Tracing the history of the design movement usually requires an understanding of region, which includes things like available resources and cultural styles as well as the reigning influences of the times. The popularity of certain styles and looks tends to surge and ebb depending on a number of different factors. Trends in anything, be it fashion, cars, or design, are often determined by things like celebrity endorsement as much as they are by availability and practicality. Tracing the history of the movement, then, usually requires an evaluation of both the trend leaders and the practical constraints of the day.

Ancient Past

Interior design in the ancient past was necessarily far different from the designs of today. Cavemen and primitive peoples often wrote or drew on the walls of their homes as a means of preserving history. Today, these decorations are often referred to as the first hints of interior designs. The rudimentary nature of the art did not typically incorporate modern tools such as color pallets or interior design rules, but this historical documentation served to change the look of the room, and thereby helped to design the interior.

Middle Ages

During the Middle Ages, home design choices were often made to include necessities more than for appearance alone. For instance, many people lived in huts that provided shelter from the elements and not much more. Oriental rugs, used on both walls and floors, first became popular during this time, specifically around the start of the Crusades. Using rugs had a practical purpose in that they helped retain heat. Later, when plaster was introduced, rugs were commonly used on the floors and paintings became popular wall hangings. Increasingly, homeowners used these elements for aesthetic purposes as much as for practical ones.

**Provided material**
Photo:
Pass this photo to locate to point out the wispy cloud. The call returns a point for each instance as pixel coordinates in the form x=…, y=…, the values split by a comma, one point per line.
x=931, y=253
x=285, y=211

**Set tasks**
1. Say whether each statement agrees with the interior design history text above. Answer yes or no, and quote the words from the text that decide it.
(a) Oriental rugs first became popular around the start of the Crusades.
(b) Trends are determined only by availability and practicality.
(c) Rugs helped keep heat in.
2. Please answer these questions from the interior design history text, giving each answer on its own line.
(a) What does tracing the history of the design movement usually require an understanding of?
(b) Where did cavemen and primitive peoples often write or draw?
(c) Where were rugs commonly used after plaster was introduced?
3. Carry on the interior design history text from its last sentence.

**Answers provided**
1.
(a) Yes: "Oriental rugs, used on both walls and floors, first became popular during this time, specifically around the start of the Crusades."
(b) No: "Trends in anything, be it fashion, cars, or design, are often determined by things like celebrity endorsement as much as they are by availability and practicality."
(c) Yes: "Using rugs had a practical purpose in that they helped retain heat."

2.
(a) Region.
(b) On the walls of their homes.
(c) On the floors.

3.
Renaissance

The Renaissance and Baroque periods had a profound influence on the evolution of design, particularly in Europe. These years were marked by advances in all forms of art, but the arrangement of interior spaces was no exception. Much of the reigning theory and most practiced ideals were formed based on what was popularized by the elite. Nobility had a great deal of influence during this time certainly, but the educated elite, be they thinkers or artists of influence, also had a great deal of sway when it came to determining what was “in.”

Also important to note was that the Renaissance gave birth to huge interior spaces, which were often lavishly decorated with items from around the world. The Baroque period expanded on the idea of filling a room with treasures by using the walls as a canvas for art.

Victorian Times

By the Victorian age, the look of the home was becoming increasingly important to those living within the space, particularly those of means. Interior design choices were often representative of the class, or status, of the homeowner. For instance, the more money the homeowner earned, the more luxurious the design choices were expected to be. After the Renaissance and Baroque eras, the Victorian home was one of the first to incorporate powerful works of art in home decor, particularly in rooms that were spacious and richly decorated.

Post-War and Modern Times

After World War II, home decor shifted in many ways to become more reflective of personal tastes. Unlike previous eras in the history of interior design, when the home represented a family’s class level, in the years directly following the war interior design in most regions was more about the homeowner’s individual choices and tastes when it came to artwork, color schemes, and collectibles. Design styles such as Art Deco, Pop Art, and Modern are examples of the types of home decor that became popular during this time.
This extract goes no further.